== WORK REQUIRED ==
Copy out the entries below exactly as they stand, but only from the line containing "the woman's nose." through the line containing "the eyeglass lens.".

== DATASET CONTENT ==
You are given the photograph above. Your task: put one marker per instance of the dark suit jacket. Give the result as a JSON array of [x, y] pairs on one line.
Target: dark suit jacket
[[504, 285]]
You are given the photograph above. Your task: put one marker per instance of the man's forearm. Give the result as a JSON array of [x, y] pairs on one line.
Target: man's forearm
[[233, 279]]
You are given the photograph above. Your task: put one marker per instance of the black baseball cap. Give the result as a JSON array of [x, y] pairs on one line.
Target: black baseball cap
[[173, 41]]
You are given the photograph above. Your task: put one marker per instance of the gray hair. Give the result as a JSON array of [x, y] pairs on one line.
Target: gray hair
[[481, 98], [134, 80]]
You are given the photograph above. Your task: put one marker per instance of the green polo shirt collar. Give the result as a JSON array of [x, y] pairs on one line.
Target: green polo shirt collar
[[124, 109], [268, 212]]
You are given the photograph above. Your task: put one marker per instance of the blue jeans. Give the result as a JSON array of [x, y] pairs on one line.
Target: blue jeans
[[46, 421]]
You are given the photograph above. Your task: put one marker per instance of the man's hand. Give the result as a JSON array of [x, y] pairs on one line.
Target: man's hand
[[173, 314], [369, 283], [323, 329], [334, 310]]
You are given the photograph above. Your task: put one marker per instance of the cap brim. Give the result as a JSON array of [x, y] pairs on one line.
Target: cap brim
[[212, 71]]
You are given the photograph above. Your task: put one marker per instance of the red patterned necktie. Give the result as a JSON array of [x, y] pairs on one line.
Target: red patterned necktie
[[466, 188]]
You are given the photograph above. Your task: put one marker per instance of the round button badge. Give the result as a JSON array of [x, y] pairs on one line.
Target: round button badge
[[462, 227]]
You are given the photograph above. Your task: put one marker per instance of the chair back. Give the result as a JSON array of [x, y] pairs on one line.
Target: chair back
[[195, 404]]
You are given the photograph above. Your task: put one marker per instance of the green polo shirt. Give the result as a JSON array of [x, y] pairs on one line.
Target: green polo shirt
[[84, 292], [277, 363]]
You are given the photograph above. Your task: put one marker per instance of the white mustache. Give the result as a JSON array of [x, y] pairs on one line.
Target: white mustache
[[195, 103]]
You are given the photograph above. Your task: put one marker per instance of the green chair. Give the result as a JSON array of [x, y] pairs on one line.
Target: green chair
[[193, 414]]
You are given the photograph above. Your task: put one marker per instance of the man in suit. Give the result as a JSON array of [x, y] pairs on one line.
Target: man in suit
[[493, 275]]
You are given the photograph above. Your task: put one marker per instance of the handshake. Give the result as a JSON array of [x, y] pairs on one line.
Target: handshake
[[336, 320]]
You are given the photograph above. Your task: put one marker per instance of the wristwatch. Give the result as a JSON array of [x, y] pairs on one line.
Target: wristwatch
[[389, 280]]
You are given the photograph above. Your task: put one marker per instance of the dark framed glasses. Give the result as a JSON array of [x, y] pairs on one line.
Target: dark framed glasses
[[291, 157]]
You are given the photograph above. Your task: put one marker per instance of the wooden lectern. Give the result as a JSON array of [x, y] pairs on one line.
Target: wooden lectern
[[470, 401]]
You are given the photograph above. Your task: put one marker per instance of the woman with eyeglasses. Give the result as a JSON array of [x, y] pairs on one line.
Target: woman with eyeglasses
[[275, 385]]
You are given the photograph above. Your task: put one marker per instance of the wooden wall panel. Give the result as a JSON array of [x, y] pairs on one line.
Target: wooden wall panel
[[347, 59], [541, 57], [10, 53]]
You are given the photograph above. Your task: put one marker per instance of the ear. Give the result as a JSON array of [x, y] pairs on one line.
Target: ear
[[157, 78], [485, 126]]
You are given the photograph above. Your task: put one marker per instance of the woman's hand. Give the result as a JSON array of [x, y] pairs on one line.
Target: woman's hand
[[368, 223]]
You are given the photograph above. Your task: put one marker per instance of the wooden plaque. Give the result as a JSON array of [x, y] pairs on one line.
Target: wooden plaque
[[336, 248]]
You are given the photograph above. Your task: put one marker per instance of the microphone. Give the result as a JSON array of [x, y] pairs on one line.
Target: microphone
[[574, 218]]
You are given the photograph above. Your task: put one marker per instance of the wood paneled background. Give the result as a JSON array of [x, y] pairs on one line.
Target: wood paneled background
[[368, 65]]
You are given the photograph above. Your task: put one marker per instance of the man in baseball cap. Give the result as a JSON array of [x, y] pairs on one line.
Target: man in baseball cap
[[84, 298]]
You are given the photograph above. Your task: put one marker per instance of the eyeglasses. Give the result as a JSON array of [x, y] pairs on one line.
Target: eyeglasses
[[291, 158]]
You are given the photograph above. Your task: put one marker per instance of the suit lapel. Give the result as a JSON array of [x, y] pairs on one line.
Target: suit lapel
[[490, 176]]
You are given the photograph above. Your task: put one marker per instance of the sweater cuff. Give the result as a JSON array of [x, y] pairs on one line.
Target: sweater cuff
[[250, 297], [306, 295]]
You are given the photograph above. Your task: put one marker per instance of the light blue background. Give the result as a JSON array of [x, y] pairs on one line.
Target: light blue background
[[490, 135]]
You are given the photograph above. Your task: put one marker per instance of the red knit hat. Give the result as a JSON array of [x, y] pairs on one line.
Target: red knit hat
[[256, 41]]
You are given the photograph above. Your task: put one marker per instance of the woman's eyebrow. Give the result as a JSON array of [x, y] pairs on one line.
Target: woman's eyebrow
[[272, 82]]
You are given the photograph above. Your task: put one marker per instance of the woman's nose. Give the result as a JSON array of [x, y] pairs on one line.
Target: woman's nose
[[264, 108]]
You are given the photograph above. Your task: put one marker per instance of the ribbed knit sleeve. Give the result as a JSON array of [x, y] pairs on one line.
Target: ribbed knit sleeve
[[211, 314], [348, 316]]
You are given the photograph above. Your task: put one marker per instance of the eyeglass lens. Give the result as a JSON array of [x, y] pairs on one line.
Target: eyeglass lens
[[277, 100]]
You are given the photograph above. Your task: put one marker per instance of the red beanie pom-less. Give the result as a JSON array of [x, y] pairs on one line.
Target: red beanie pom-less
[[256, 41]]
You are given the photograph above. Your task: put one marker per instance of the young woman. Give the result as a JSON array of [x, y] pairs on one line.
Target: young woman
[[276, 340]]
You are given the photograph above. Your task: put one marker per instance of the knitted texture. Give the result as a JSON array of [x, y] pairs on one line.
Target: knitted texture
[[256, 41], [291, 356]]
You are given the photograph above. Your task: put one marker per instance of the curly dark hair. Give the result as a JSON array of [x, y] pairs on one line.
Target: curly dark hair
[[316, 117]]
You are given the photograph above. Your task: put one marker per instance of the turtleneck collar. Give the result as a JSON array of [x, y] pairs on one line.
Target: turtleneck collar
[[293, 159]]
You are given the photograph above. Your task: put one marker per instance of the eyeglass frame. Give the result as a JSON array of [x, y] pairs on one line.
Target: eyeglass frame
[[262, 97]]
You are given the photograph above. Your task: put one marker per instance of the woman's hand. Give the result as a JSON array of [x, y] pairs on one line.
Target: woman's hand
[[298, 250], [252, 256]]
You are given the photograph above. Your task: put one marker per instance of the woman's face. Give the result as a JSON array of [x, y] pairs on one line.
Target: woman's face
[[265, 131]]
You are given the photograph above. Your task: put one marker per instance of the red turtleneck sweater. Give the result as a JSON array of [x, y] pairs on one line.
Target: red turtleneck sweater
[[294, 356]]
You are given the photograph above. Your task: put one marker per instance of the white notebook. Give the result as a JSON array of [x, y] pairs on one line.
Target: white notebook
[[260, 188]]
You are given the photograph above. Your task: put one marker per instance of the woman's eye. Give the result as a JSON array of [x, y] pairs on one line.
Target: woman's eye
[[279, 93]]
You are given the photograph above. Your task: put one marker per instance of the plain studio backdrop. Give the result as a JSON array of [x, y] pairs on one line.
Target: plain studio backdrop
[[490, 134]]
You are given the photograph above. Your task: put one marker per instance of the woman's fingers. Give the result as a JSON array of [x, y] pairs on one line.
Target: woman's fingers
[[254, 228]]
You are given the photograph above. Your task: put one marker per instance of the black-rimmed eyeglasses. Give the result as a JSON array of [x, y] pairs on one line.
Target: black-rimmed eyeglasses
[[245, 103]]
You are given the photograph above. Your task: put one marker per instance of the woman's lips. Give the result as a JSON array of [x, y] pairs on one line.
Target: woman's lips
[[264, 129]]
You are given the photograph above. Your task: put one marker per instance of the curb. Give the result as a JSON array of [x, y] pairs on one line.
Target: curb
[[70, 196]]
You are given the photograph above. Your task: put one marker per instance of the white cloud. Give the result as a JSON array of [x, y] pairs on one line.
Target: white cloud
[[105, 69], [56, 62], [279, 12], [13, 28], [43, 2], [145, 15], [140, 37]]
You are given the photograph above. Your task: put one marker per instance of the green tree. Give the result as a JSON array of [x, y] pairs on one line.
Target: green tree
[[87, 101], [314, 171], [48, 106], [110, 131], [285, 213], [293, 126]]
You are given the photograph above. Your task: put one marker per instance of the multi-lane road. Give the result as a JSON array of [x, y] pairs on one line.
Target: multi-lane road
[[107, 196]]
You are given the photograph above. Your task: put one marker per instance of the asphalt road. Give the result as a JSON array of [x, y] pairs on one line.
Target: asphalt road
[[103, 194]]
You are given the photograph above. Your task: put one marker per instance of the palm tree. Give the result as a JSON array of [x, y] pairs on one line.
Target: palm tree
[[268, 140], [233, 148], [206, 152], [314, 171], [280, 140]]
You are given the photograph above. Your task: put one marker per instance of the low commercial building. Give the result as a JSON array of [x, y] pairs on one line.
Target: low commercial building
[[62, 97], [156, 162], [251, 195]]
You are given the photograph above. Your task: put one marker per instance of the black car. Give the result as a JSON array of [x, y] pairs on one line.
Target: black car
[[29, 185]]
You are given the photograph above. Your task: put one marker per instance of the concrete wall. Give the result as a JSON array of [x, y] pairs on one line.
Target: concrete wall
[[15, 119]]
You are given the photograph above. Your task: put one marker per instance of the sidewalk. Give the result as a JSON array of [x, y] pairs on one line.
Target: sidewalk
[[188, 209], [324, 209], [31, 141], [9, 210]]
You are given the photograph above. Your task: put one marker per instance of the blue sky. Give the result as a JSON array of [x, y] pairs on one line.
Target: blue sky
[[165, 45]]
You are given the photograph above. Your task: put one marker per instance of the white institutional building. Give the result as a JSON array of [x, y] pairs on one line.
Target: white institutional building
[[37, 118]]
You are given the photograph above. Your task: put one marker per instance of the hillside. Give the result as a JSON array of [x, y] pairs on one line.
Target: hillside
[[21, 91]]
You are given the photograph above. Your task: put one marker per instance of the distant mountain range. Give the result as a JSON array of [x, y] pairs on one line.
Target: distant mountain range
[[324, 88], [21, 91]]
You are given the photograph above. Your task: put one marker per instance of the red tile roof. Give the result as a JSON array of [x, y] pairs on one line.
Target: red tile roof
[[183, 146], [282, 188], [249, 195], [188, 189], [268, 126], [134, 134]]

== YOUR SOLUTION ==
You are given the photograph above. Your task: put one marker per instance of the woman's nose. Give the result as a JSON array of [x, y] pairs on one line.
Target: woman's nose
[[264, 108]]
You are given the photograph above. Your task: put one marker per instance of the ribbed knit sleeve. Give the result as a JSON array of [x, y] pairs on one line.
Target: ribbed knit sleeve
[[211, 314], [348, 316]]
You are given the photograph above. Your task: put one marker per instance of the eyeglass lens. Give the result as a JSON array of [x, y] pairs on one line.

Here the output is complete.